--- start of ENTRIES PROVIDED ---

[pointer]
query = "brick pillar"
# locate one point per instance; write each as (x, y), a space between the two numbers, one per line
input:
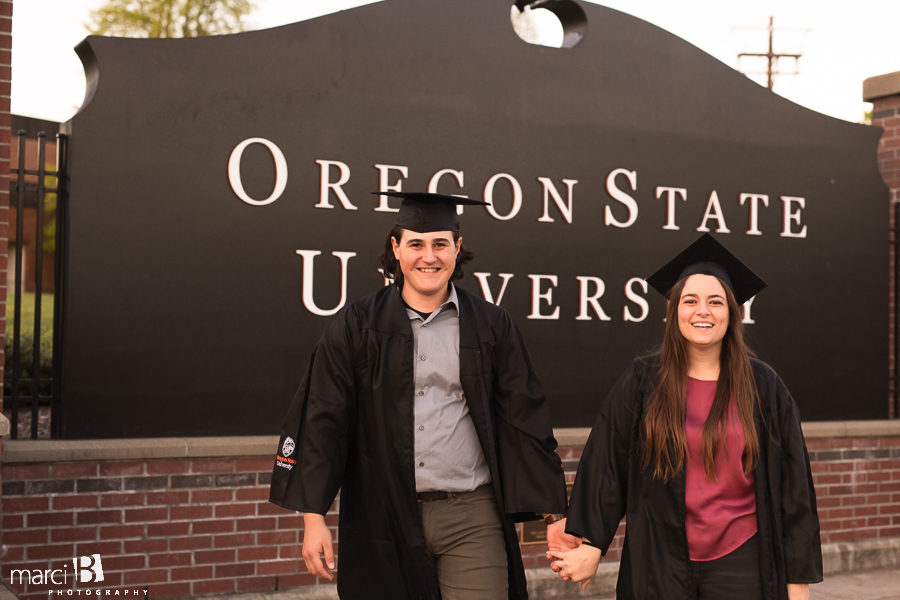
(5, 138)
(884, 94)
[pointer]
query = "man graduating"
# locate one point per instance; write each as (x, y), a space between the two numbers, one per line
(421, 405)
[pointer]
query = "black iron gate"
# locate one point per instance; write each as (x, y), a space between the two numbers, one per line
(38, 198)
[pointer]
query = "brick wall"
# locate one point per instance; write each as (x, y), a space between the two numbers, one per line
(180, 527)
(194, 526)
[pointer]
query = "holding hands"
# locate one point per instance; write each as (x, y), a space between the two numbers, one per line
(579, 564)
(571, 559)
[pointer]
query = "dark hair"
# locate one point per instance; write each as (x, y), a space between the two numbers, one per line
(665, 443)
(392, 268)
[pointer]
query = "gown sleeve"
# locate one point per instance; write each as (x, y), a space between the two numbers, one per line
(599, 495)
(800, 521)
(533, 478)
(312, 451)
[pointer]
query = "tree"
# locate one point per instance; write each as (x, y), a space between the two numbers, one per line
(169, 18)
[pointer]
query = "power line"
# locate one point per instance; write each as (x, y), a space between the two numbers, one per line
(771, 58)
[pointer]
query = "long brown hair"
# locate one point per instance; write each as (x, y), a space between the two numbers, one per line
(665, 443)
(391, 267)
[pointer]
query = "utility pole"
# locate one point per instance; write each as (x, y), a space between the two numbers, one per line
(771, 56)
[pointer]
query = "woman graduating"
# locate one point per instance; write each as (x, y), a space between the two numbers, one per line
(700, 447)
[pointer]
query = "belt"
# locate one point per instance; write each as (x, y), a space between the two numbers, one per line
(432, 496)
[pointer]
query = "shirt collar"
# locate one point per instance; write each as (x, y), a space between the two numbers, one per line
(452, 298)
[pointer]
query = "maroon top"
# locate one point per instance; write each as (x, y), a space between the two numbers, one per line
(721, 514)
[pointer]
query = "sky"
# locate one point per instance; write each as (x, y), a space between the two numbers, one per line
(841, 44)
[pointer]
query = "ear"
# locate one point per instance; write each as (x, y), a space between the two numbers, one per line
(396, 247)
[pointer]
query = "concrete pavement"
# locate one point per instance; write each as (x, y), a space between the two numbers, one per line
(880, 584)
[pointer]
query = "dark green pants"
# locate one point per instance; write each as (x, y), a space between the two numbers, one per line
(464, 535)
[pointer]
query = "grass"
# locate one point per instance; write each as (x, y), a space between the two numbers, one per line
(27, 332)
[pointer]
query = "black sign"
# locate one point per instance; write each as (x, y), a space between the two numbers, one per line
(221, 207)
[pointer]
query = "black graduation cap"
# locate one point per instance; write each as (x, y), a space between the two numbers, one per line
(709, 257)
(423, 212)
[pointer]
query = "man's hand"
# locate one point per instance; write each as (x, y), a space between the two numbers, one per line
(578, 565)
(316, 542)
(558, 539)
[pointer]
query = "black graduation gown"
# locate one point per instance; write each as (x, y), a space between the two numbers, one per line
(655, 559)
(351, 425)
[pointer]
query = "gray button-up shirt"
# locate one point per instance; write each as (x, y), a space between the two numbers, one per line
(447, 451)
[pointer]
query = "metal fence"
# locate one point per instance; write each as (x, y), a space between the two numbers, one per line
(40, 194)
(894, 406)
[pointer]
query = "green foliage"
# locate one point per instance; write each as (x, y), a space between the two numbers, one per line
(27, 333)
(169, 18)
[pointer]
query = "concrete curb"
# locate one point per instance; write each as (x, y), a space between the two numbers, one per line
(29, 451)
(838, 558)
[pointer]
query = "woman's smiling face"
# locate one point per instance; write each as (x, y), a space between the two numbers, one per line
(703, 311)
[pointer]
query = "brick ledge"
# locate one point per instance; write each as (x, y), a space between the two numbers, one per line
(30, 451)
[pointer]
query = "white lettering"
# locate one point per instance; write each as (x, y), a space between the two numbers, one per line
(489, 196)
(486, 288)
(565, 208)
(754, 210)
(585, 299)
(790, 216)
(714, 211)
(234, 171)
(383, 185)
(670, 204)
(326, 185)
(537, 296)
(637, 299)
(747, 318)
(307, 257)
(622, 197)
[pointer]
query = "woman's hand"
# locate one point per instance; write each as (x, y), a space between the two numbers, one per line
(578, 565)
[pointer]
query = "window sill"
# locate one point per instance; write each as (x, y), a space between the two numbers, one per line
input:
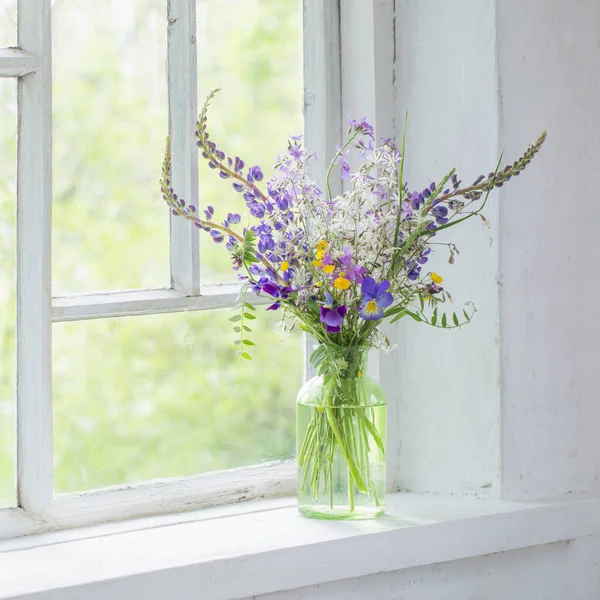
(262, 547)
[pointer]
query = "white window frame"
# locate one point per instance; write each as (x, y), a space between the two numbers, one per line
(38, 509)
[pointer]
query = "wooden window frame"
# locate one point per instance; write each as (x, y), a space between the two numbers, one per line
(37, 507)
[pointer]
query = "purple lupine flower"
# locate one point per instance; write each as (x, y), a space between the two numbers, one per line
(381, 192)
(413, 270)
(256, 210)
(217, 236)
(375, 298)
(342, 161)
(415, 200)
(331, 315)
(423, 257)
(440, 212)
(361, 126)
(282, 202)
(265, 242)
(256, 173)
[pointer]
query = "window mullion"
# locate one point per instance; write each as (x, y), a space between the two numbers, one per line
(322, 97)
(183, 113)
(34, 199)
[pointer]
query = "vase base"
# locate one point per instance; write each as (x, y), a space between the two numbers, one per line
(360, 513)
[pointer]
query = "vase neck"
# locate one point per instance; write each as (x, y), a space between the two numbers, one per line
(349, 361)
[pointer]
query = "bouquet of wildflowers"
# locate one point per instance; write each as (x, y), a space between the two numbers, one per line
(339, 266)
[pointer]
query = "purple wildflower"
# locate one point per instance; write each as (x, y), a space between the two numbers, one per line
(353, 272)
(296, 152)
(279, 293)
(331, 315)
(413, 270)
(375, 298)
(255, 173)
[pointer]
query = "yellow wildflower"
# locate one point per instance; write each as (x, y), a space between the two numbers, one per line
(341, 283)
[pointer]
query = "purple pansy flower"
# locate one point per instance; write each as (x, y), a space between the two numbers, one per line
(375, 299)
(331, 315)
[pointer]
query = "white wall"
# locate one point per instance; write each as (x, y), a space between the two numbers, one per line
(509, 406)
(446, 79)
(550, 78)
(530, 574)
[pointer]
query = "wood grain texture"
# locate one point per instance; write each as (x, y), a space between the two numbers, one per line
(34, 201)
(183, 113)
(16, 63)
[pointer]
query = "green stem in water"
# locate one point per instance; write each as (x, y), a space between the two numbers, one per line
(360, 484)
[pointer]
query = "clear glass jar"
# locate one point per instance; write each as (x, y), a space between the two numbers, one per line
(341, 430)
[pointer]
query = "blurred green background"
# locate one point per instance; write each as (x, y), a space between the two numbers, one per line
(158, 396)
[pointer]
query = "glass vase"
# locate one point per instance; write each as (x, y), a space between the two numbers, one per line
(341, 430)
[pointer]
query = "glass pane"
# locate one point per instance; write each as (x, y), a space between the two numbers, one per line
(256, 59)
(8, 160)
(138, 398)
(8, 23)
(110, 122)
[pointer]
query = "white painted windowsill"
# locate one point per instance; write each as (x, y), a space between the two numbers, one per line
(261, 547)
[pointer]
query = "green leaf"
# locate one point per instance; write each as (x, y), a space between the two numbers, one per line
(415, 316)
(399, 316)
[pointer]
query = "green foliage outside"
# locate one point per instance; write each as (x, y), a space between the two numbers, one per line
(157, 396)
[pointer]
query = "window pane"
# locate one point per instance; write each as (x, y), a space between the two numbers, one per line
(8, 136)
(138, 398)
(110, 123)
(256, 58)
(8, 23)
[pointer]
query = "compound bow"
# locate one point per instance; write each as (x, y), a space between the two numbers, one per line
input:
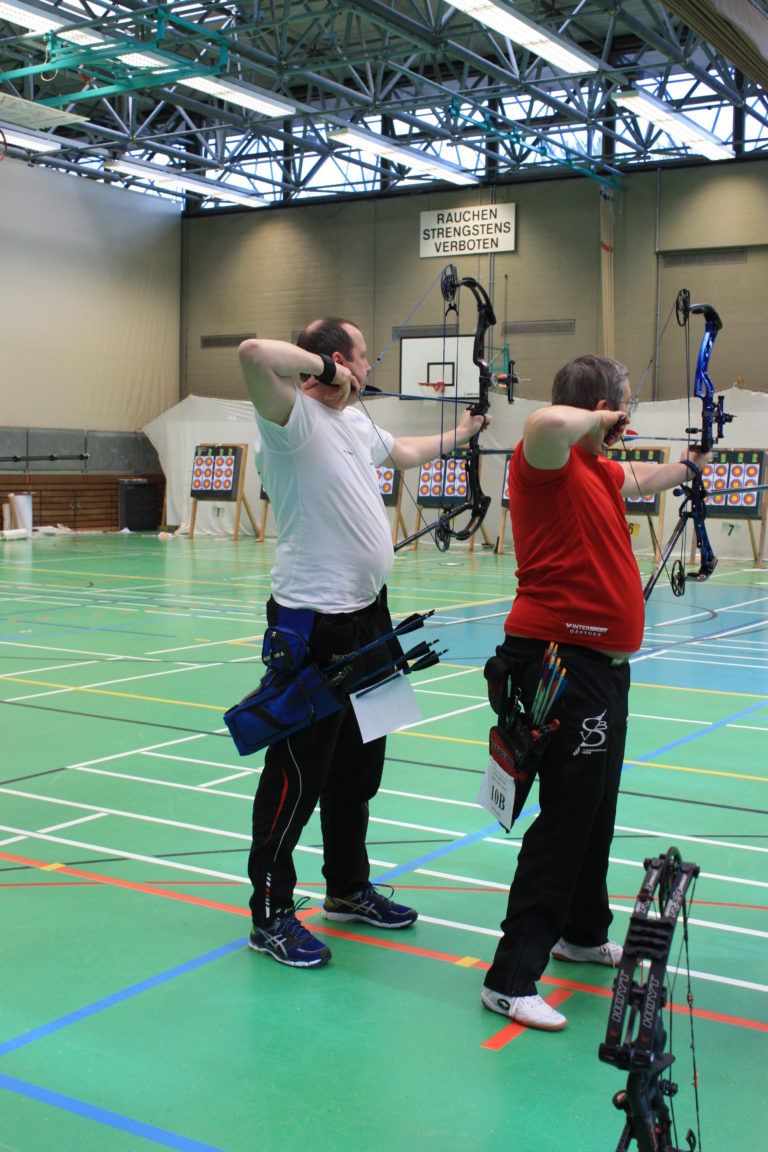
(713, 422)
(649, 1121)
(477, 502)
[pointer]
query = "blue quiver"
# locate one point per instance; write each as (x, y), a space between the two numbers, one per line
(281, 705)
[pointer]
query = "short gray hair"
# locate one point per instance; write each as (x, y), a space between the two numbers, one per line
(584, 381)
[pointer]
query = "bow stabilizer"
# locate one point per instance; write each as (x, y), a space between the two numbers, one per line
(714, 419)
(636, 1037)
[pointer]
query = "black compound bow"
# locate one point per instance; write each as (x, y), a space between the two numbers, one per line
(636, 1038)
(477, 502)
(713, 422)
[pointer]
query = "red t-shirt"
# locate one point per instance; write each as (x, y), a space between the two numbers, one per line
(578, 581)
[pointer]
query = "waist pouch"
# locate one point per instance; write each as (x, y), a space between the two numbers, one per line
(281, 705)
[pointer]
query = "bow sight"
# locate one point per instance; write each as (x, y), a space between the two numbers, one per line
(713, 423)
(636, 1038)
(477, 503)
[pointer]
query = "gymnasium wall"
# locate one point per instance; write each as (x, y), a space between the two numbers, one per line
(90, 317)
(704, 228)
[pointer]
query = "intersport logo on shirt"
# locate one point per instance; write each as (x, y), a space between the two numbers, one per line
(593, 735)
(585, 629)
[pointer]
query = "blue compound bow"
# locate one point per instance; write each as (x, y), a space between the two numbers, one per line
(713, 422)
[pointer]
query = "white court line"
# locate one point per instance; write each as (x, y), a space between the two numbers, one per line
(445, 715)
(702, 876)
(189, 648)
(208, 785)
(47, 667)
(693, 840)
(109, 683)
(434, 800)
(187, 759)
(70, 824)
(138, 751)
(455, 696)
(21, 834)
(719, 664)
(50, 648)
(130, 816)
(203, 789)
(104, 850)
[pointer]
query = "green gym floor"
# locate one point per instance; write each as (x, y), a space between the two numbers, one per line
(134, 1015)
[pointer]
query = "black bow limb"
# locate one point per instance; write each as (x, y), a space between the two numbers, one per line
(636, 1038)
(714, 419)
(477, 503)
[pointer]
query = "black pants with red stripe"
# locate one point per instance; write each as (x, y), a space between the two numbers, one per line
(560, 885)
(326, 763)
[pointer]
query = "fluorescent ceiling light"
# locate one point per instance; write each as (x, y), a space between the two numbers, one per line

--- end of ENTRIES PROVIDED ---

WORK REQUIRED: Extract each line of the listing that contains the string "compound".

ANSWER TO THE TASK:
query = "compound bow"
query = "black compound bow"
query = "blue compound bow"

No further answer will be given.